— Task requirements —
Could you rewrite only the lines from the one containing "Is there any red" down to the end of the records, requests included, with 43 added to every coordinate in the answers?
--- START Stored rows ---
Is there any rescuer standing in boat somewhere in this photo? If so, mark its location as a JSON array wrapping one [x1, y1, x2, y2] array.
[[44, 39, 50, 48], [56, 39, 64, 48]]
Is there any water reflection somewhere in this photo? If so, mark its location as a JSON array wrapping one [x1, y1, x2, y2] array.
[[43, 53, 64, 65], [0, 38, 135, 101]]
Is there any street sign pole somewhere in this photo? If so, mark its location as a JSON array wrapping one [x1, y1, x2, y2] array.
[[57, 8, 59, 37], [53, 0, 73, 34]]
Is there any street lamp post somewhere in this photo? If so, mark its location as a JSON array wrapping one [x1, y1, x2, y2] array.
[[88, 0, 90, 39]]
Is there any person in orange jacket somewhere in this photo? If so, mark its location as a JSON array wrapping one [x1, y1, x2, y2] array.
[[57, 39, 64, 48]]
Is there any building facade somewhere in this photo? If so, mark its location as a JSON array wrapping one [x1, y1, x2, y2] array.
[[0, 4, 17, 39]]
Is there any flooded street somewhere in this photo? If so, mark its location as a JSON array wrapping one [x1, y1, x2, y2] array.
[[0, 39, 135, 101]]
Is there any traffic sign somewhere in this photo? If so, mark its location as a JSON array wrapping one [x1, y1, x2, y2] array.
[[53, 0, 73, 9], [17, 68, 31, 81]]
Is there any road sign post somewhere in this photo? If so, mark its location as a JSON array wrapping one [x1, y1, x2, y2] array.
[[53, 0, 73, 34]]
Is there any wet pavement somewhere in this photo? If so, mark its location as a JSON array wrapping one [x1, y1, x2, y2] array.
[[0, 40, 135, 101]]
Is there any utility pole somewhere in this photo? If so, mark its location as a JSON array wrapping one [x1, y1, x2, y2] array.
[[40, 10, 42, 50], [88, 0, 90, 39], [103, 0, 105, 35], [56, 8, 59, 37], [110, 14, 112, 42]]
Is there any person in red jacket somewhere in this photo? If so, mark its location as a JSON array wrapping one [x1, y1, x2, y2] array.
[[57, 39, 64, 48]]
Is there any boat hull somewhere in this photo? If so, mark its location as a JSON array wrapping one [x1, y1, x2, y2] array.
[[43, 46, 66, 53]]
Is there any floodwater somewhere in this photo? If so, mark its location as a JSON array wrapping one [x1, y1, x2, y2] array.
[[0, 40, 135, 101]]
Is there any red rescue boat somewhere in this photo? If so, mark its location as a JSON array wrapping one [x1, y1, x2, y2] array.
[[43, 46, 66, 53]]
--- END Stored rows ---
— Full answer —
Is there any red rescue boat somewhere in this photo? If so, mark its location as a JSON array wrapping one [x1, y1, x2, y2] array.
[[86, 89, 109, 96]]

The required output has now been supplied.